▼

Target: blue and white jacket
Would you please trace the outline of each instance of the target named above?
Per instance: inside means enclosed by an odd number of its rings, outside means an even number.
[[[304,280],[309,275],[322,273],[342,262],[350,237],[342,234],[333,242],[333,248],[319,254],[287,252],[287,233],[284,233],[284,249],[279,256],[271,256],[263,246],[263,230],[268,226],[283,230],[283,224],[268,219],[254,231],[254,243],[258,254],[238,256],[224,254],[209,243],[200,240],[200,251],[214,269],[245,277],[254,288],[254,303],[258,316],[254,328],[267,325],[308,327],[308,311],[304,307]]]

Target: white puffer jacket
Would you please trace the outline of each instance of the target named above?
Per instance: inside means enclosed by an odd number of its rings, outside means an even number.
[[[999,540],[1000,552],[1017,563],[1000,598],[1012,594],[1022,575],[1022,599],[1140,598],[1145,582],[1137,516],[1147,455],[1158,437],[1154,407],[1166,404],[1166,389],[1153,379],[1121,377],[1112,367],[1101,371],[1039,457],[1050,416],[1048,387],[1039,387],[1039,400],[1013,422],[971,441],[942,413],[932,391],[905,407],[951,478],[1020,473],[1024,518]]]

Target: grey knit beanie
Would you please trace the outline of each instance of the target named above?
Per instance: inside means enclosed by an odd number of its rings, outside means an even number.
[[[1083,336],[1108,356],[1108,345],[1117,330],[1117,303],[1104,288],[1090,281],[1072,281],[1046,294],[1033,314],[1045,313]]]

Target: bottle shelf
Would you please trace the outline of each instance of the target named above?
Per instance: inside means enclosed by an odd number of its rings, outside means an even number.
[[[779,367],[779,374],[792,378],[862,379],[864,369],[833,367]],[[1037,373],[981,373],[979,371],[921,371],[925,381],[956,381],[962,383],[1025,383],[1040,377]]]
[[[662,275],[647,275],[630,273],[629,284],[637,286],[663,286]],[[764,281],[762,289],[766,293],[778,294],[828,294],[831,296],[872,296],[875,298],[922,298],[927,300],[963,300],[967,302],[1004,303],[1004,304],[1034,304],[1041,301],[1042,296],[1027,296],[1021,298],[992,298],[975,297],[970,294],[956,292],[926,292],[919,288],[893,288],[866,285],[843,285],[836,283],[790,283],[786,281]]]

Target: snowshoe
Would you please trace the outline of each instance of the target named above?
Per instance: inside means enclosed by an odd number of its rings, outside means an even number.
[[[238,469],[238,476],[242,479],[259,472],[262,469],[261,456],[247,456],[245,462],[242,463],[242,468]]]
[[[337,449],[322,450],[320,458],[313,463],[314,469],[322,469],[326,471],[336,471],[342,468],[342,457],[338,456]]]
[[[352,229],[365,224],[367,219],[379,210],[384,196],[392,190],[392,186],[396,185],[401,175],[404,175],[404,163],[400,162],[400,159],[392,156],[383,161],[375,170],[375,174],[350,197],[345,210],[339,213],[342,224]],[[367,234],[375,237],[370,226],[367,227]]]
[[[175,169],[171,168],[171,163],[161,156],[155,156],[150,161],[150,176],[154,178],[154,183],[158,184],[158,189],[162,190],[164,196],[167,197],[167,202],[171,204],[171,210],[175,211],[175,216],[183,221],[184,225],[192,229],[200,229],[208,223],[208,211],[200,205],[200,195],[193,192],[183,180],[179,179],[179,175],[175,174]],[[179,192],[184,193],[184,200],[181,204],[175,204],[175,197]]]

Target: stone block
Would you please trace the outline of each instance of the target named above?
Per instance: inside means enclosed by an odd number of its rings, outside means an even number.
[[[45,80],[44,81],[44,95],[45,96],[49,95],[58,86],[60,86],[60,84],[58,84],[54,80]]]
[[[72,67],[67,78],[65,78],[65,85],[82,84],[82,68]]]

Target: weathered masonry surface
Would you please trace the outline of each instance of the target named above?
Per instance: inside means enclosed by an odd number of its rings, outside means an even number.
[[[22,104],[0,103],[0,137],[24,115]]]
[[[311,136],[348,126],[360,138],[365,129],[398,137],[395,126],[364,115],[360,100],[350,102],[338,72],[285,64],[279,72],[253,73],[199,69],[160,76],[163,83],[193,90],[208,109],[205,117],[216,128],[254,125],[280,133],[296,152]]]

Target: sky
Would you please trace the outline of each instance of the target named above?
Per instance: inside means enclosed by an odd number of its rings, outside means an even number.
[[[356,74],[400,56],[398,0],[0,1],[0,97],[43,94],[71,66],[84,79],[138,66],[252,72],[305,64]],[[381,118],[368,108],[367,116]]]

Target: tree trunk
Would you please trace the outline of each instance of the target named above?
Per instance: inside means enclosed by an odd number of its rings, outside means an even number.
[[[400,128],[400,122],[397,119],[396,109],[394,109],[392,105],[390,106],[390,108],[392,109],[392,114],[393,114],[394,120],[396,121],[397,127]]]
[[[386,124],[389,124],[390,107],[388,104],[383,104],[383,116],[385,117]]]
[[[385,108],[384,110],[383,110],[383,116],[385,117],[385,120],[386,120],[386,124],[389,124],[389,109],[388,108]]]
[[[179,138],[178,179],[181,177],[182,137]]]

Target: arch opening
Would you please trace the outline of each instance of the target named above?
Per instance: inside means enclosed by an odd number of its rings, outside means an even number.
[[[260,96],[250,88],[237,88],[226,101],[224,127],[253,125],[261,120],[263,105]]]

▲
▼

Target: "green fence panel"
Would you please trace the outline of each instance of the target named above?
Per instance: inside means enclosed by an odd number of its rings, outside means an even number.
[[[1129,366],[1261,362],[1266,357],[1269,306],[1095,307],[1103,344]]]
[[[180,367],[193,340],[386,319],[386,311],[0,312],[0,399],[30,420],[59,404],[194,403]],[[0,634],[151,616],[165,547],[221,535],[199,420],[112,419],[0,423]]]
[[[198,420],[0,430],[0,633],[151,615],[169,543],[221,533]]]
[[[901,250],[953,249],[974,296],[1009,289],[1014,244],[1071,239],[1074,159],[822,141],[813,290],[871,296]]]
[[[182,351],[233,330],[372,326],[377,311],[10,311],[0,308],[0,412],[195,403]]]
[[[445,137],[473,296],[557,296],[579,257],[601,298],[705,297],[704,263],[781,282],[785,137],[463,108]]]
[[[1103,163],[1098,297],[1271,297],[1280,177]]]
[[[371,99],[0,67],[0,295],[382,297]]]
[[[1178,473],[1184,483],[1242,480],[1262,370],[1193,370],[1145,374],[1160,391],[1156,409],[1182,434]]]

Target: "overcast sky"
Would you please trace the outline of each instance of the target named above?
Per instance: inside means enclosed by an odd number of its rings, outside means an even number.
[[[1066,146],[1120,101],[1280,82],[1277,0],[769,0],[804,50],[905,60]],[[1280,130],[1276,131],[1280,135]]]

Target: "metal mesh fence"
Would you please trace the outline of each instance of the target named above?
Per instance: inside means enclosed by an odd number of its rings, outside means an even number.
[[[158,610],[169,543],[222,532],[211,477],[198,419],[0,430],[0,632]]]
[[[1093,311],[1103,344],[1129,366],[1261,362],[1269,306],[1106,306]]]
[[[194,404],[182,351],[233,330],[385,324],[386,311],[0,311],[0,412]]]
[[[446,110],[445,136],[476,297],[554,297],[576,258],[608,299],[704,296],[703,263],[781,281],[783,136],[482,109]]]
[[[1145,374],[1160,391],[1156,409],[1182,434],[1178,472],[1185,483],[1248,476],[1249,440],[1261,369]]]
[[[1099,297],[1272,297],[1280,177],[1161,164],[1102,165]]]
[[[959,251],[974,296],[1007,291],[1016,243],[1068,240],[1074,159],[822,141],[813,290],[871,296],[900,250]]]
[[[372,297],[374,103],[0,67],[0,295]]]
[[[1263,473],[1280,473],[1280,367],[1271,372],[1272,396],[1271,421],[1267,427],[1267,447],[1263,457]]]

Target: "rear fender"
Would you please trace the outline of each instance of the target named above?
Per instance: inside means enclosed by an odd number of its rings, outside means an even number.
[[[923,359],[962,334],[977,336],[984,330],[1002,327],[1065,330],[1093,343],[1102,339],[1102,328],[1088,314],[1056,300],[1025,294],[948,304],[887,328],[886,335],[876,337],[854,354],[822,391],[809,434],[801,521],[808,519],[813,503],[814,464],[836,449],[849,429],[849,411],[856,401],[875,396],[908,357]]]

▲
▼

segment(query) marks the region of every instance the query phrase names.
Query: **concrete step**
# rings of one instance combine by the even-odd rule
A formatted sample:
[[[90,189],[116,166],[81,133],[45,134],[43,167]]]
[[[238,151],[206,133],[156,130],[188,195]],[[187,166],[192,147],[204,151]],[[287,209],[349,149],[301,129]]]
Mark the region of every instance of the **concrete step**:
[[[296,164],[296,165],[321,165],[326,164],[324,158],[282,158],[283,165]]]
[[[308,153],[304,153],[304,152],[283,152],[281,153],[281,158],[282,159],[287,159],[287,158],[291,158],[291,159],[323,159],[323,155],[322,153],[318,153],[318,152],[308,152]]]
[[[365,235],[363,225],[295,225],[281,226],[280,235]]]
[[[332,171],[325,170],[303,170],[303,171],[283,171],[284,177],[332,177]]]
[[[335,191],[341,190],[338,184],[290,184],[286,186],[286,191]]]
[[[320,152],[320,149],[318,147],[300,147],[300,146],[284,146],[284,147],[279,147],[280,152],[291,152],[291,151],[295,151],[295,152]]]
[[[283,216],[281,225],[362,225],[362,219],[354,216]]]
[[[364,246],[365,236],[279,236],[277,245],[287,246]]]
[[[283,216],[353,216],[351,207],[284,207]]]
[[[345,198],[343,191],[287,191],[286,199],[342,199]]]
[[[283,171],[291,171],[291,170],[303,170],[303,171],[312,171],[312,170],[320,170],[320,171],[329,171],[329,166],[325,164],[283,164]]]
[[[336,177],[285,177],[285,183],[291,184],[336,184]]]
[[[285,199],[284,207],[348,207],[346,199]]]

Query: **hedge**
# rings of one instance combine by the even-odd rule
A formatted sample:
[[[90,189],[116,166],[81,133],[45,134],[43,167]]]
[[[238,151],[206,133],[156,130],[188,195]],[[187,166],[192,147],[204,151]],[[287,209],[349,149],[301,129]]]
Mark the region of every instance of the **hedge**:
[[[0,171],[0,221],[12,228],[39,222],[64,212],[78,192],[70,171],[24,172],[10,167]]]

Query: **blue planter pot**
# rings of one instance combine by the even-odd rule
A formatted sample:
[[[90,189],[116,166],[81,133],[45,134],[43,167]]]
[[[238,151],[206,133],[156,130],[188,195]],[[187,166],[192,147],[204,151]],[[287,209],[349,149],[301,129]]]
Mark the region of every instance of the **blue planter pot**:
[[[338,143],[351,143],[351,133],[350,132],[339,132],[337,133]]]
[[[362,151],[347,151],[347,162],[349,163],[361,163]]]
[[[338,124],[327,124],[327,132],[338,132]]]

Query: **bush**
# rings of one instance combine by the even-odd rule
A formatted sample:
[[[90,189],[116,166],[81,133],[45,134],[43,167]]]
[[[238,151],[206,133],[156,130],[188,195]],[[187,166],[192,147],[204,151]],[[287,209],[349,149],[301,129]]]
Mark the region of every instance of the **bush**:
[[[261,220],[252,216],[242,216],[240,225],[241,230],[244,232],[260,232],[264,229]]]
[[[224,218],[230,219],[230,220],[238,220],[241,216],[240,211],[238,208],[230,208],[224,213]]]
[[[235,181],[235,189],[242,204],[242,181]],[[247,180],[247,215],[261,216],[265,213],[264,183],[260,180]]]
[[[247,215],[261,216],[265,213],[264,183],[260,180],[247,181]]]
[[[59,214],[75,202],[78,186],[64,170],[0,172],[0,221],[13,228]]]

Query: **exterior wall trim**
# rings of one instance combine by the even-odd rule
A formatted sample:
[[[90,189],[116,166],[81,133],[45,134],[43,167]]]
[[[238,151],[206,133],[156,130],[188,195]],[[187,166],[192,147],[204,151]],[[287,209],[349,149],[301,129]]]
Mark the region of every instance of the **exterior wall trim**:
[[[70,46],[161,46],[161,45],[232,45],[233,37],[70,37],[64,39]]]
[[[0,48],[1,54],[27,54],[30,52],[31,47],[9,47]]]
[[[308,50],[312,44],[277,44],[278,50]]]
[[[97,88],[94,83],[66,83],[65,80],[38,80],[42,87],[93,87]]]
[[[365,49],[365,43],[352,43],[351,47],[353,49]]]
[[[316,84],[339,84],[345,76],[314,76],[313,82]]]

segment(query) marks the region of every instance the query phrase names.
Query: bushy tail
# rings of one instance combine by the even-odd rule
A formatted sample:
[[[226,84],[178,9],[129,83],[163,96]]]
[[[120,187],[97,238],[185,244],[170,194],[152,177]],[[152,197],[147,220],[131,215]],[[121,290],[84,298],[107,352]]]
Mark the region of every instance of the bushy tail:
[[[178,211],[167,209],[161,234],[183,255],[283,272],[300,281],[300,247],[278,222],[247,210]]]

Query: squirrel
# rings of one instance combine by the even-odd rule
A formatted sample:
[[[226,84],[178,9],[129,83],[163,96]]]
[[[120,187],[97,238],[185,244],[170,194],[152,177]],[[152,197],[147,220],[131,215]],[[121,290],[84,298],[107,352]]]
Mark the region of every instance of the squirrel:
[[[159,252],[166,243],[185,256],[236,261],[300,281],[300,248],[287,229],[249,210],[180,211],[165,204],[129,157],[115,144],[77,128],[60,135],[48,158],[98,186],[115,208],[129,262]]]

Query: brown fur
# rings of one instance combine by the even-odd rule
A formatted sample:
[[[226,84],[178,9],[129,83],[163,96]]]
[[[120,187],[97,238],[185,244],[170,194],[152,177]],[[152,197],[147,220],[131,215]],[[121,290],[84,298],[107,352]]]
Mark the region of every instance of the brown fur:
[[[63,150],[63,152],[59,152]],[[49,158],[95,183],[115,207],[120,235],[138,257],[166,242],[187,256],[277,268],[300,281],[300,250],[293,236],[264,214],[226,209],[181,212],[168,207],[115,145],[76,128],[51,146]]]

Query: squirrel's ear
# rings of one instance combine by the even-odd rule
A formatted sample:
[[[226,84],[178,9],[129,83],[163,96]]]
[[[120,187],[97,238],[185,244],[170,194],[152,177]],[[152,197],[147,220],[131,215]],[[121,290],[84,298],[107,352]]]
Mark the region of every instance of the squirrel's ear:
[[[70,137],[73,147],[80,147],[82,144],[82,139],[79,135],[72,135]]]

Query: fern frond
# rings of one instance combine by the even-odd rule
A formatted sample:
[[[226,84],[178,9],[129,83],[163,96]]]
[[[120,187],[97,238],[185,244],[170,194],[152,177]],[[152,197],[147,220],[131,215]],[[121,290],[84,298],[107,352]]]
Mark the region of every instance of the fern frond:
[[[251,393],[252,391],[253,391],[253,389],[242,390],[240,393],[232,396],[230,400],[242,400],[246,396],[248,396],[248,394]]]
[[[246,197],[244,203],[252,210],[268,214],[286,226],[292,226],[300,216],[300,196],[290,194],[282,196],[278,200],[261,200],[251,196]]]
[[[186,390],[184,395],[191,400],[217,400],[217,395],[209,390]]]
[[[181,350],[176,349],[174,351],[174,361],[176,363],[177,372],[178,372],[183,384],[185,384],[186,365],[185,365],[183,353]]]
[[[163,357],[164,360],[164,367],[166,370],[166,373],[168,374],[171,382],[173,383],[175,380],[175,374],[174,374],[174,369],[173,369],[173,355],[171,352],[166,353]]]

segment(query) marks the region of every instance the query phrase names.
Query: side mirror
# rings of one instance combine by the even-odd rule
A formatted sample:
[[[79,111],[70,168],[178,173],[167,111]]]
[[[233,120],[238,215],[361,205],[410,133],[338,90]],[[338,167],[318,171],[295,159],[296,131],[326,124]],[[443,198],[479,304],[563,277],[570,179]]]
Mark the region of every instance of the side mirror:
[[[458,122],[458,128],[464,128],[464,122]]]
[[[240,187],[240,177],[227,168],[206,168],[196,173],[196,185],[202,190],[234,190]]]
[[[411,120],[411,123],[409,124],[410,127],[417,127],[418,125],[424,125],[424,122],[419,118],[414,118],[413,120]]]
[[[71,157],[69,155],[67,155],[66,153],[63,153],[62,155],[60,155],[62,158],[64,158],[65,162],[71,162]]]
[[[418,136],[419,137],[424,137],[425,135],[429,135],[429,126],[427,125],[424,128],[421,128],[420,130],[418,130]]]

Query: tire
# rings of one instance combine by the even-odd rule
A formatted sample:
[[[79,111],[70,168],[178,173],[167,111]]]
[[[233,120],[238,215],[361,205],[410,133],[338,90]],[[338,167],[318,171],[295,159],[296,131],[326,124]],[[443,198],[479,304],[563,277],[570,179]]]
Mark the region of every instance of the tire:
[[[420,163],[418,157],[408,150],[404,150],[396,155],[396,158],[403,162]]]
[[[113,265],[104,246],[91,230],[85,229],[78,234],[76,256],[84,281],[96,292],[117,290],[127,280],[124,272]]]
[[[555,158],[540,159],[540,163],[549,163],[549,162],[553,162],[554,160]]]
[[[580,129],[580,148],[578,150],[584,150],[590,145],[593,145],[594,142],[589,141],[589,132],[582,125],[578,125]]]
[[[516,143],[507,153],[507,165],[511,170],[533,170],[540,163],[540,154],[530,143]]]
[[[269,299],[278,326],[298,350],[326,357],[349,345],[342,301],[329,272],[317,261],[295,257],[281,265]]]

▲

Would you please filter the lines above and copy every one that includes "fence"?

* Written reply *
Target: "green fence panel"
Target: "metal mesh fence"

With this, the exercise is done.